Reproduce the part of the agent tutorial text between "This is the" and "client = OpenAI()", inclusive, with nothing changed.

Text -

# # # # #

5.3 — Register Tools with OpenAI

This tells OpenAI what tools the agent has access to:

tools = [
    {
        "type": "function",
        "function": {
            "name": "list_tables",
            "description": "List all tables in the connected MySQL database.",
            "parameters": {"type": "object", "properties": {}, "required": []}
        }
    },
    {
        "type": "function",
        "function": {
            "name": "describe_table",
            "description": "Get the schema (columns and types) of a specific table.",
            "parameters": {
                "type": "object",
                "properties": {
                    "table_name": {"type": "string", "description": "Name of the table to describe"}
                },
                "required": ["table_name"]
            }
        }
    },
    {
        "type": "function",
        "function": {
            "name": "run_sql_query",
            "description": "Execute a read-only SQL SELECT query and return results.",
            "parameters": {
                "type": "object",
                "properties": {
                    "query": {"type": "string", "description": "The SQL SELECT query to execute"}
                },
                "required": ["query"]
            }
        }
    }
]


def call_tool(name, args):
    if name == "list_tables":
        return list_tables()
    elif name == "describe_table":
        return describe_table(args["table_name"])
    elif name == "run_sql_query":
        return run_sql_query(args["query"])
    else:
        return json.dumps({"error": f"Unknown tool: {name}"})

 

5.4 — The Agent Loop

This is the core logic. It sends the user's message to OpenAI, processes any tool calls, and loops until the model produces a final text response:

def chat(user_message, conversation_history):
    client = OpenAI()
    conversation_history.append({"role": "user", "content": user_message})
    print(f"\n{'='*60}")
    print(f"🧑 You: {user_message}")
    print(f"{'='*60}")

    while True:
        response = client.chat.completions.create(
            model="gpt-4o-mini",
            messages=conversation_history,
            tools=tools,
            tool_choice="auto"
        )

# # # # #

Extracted entries -
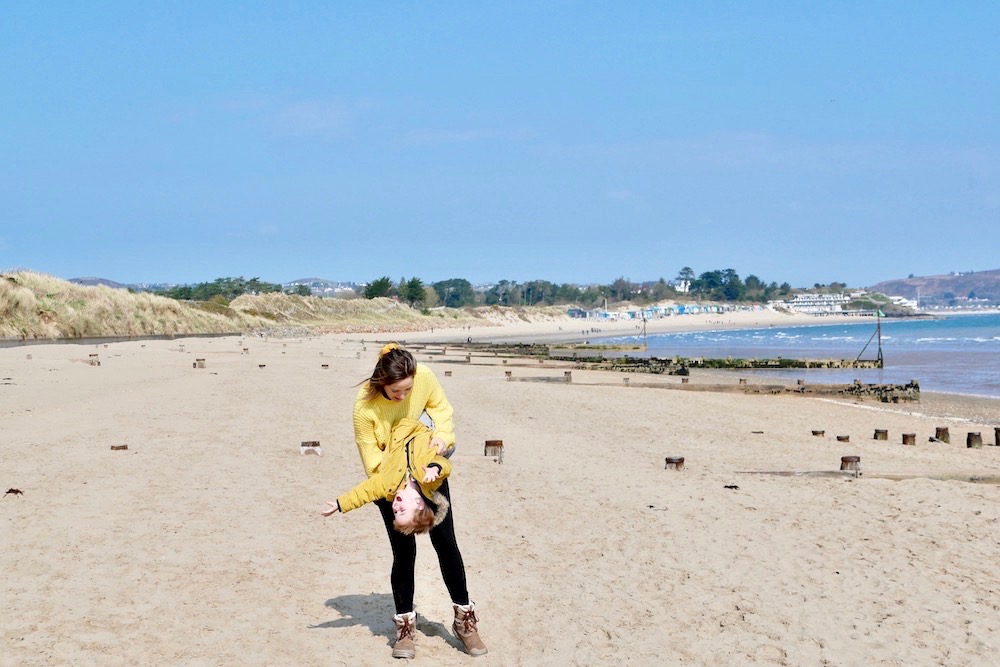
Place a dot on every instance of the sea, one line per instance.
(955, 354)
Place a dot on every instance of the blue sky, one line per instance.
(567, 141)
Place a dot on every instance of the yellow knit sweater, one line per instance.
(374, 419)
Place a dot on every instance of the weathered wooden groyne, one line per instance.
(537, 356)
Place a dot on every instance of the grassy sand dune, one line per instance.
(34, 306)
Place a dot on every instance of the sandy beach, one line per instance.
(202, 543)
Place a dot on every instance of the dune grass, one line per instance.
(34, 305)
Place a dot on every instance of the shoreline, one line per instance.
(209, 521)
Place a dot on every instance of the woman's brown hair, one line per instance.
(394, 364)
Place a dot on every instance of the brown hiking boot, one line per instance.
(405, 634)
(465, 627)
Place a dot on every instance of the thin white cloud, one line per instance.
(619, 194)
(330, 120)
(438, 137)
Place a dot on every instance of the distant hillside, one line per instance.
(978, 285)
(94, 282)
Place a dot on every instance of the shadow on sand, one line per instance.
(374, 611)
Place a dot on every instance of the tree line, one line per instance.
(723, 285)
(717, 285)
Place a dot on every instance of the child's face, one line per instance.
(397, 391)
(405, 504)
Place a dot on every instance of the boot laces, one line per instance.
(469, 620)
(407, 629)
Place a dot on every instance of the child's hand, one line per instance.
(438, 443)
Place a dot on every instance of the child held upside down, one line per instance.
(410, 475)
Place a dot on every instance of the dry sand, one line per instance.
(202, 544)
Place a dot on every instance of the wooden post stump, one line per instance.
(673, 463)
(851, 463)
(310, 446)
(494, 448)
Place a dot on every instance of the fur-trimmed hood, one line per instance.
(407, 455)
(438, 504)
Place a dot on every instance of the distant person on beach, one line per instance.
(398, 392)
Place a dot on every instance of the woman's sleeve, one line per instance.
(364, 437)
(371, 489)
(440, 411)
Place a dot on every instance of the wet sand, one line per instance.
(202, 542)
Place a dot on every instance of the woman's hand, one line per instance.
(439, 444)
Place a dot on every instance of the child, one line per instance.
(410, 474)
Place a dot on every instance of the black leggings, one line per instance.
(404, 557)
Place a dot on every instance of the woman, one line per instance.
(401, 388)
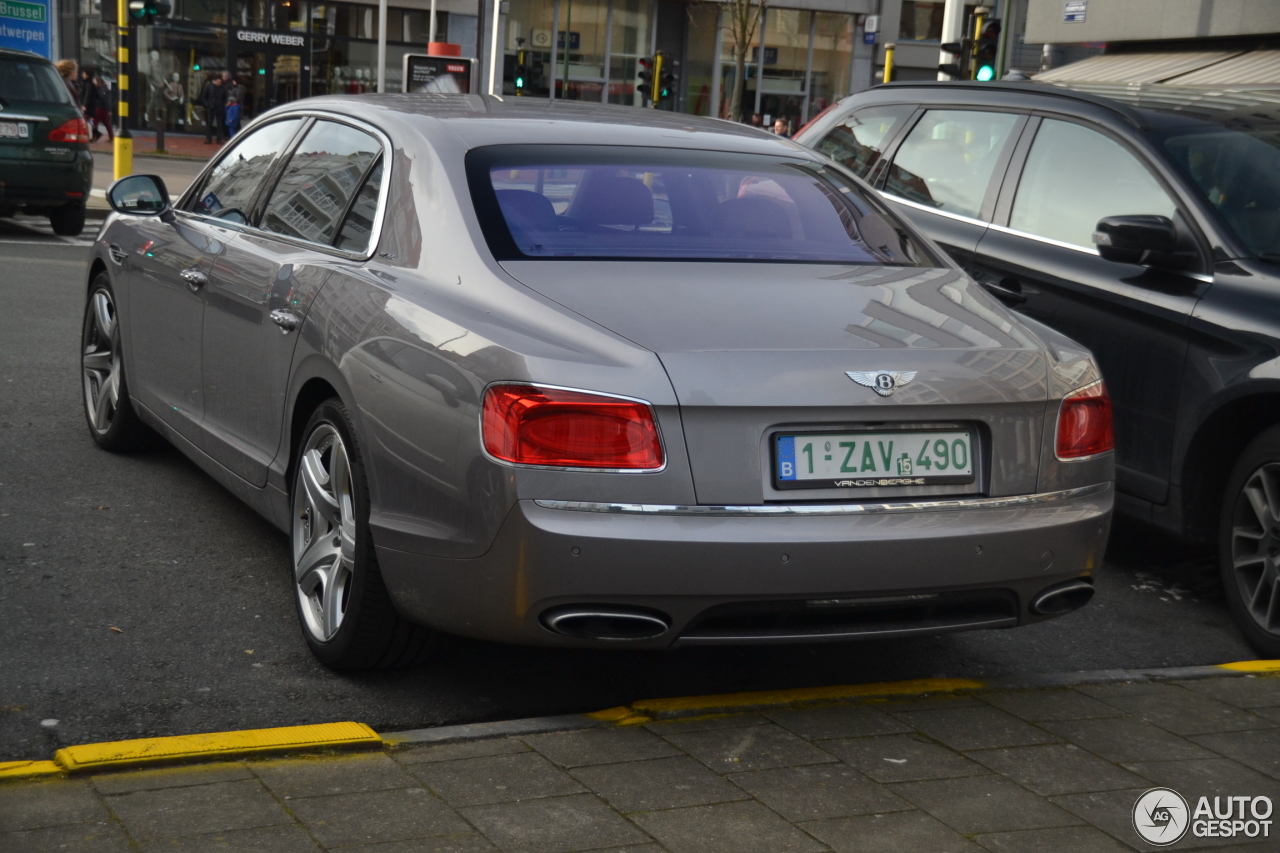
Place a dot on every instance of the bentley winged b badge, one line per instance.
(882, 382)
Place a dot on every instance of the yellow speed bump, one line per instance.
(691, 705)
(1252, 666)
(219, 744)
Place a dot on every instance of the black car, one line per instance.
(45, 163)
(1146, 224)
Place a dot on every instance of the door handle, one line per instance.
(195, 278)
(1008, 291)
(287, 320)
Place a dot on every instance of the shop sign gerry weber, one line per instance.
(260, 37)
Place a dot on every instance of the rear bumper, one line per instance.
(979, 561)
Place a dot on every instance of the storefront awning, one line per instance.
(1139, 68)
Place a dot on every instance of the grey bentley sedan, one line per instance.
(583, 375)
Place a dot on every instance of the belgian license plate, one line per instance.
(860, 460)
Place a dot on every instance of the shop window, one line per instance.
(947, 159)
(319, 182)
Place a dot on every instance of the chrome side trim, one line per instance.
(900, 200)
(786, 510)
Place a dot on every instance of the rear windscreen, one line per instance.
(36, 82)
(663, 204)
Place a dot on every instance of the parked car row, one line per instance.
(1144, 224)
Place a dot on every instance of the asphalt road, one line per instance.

# # # # #

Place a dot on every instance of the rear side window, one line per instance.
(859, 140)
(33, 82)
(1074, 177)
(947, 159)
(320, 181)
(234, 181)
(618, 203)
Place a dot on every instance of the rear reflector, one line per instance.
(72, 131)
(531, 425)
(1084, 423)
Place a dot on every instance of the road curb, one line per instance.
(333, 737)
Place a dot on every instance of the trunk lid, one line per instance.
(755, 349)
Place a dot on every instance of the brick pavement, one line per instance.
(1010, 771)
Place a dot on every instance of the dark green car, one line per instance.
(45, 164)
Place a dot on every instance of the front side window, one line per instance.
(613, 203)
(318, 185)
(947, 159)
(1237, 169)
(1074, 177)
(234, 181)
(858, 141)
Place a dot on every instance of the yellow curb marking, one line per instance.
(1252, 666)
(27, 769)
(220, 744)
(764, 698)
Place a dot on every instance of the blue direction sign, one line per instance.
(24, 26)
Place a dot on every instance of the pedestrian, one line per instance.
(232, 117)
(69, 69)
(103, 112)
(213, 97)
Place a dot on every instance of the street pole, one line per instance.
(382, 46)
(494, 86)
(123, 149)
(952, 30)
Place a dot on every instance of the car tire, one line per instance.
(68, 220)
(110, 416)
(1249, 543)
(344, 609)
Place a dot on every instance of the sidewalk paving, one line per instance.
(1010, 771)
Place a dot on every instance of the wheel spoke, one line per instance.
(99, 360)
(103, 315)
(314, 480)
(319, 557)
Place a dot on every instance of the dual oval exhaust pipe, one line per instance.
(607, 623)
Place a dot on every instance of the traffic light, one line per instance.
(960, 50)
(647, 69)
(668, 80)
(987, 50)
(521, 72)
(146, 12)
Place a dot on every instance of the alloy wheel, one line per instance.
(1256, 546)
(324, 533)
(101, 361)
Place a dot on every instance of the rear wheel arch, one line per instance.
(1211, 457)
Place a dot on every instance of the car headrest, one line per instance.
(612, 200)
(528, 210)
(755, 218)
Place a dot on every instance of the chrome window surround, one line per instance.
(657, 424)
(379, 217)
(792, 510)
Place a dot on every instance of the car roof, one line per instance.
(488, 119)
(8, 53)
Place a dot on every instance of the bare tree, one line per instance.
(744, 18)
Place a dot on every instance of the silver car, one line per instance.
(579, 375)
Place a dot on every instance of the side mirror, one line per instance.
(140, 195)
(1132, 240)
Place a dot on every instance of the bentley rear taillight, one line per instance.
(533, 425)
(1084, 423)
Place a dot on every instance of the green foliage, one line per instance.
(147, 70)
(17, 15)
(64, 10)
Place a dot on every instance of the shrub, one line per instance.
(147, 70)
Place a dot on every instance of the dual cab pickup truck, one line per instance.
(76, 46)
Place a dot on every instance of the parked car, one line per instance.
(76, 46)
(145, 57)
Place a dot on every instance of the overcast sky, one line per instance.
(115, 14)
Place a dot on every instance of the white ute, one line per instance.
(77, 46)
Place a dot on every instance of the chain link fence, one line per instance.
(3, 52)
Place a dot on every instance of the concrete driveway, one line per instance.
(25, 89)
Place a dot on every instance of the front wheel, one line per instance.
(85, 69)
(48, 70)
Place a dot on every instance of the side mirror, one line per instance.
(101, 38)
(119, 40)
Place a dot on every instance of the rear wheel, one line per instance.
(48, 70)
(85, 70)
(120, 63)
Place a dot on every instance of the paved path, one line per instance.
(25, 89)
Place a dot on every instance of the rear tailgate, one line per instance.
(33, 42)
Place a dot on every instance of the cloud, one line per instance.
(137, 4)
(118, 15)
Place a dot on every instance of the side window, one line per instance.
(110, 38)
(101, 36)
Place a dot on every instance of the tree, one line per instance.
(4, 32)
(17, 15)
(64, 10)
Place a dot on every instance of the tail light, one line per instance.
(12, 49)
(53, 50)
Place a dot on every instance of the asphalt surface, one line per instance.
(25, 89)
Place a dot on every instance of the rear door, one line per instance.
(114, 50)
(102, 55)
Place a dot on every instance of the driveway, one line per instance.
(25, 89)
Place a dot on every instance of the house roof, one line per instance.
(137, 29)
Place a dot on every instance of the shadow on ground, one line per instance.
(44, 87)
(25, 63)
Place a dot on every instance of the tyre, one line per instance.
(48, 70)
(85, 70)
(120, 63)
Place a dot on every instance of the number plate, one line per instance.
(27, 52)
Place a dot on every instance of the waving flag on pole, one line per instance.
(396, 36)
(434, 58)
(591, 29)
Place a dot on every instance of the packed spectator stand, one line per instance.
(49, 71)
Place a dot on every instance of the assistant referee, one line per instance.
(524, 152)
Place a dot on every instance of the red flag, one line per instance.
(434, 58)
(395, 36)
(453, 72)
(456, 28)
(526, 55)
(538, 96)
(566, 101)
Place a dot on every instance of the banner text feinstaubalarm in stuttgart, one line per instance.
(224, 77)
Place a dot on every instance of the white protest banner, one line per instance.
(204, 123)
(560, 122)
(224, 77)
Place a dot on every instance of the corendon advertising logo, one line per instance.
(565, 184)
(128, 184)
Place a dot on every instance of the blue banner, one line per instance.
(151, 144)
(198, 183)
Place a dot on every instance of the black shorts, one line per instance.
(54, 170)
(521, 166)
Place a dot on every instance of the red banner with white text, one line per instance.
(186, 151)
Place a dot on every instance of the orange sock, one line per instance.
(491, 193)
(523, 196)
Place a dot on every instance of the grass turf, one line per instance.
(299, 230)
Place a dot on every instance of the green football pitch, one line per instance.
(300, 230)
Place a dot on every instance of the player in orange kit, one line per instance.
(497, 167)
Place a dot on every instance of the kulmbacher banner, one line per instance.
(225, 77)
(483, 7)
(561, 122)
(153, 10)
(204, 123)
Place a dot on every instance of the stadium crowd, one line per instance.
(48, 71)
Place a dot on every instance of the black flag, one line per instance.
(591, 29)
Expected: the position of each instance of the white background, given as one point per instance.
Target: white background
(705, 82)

# # # # #

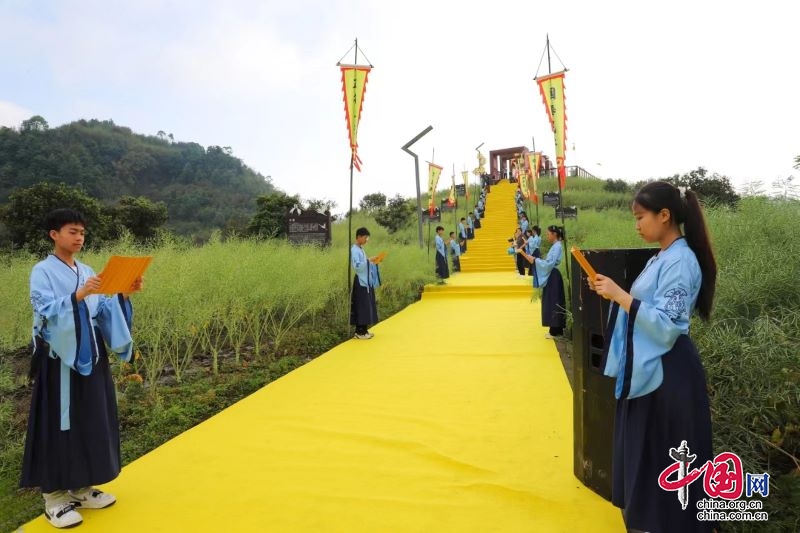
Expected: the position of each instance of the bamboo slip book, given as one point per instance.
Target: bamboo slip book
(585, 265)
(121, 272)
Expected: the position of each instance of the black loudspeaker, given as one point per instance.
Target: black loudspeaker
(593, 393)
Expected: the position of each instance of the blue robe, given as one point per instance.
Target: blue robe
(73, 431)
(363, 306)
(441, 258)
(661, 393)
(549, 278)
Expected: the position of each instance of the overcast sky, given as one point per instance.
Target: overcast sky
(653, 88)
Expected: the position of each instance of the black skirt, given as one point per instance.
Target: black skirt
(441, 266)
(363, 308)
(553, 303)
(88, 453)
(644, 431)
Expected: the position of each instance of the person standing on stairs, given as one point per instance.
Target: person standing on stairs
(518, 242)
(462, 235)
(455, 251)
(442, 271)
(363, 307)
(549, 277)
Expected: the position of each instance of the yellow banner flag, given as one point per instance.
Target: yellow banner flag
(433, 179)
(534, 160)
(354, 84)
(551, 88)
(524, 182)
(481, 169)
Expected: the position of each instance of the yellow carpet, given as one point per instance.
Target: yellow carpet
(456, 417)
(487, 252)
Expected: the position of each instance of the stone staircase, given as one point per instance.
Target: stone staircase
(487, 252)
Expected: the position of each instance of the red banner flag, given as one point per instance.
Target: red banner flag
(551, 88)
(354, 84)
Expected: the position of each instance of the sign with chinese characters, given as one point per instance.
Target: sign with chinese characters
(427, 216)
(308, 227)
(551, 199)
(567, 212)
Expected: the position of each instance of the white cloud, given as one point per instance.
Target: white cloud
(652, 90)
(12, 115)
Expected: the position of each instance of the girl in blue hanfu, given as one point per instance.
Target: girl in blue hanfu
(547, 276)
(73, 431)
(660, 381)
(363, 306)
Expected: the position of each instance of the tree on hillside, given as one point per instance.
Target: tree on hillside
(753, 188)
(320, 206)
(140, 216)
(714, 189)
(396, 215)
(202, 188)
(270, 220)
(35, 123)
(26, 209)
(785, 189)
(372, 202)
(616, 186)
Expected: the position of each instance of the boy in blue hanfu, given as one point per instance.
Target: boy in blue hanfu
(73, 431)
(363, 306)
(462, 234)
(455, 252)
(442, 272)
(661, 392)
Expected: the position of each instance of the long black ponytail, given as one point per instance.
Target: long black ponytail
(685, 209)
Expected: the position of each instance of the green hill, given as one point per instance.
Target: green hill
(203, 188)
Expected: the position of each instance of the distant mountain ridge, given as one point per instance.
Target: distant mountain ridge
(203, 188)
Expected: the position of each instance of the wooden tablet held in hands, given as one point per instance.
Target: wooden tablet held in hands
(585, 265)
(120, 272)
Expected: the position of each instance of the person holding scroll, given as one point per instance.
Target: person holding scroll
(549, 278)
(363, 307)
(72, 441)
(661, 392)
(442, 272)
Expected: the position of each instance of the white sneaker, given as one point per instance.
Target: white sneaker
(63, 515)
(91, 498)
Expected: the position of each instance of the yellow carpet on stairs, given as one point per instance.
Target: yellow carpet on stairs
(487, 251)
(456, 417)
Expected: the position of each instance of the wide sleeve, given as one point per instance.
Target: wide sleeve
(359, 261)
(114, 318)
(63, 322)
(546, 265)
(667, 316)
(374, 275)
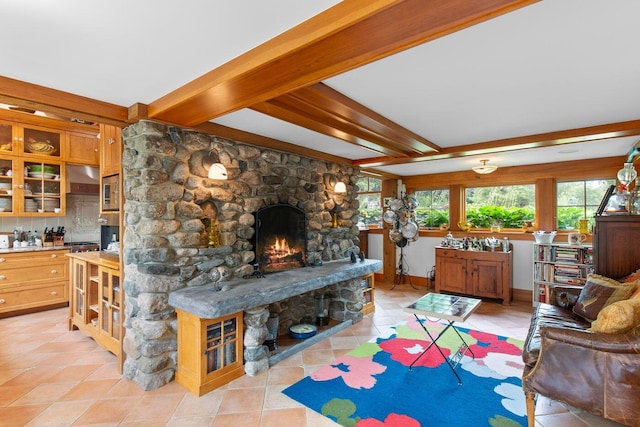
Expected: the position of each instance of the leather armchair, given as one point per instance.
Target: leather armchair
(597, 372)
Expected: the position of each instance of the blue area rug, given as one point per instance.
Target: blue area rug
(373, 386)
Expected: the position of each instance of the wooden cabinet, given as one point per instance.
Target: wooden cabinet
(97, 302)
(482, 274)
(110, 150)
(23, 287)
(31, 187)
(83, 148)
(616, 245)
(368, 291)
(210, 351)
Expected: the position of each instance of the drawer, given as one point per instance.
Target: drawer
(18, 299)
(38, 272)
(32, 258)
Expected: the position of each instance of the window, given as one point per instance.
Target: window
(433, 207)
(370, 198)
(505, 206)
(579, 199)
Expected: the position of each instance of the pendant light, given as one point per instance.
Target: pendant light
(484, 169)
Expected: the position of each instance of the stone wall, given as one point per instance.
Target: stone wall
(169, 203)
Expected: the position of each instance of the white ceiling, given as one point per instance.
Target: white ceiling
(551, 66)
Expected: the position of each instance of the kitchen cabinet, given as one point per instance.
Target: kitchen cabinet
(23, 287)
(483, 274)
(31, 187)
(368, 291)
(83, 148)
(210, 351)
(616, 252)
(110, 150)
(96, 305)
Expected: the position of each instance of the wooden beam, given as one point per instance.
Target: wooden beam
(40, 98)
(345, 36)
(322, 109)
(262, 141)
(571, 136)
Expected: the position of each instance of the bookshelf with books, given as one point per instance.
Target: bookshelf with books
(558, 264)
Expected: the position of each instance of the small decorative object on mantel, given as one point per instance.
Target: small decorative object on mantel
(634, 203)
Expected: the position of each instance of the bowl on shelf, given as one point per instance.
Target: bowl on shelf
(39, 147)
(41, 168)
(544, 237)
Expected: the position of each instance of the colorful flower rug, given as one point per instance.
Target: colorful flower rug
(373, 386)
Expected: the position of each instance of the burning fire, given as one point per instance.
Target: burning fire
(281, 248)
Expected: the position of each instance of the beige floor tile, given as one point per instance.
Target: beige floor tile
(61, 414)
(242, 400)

# # # # #

Reply -
This is the core logic. It sends the user's message to OpenAI, processes any tool calls, and loops until the model produces a final text response:

def chat(user_message, conversation_history):
    client = OpenAI()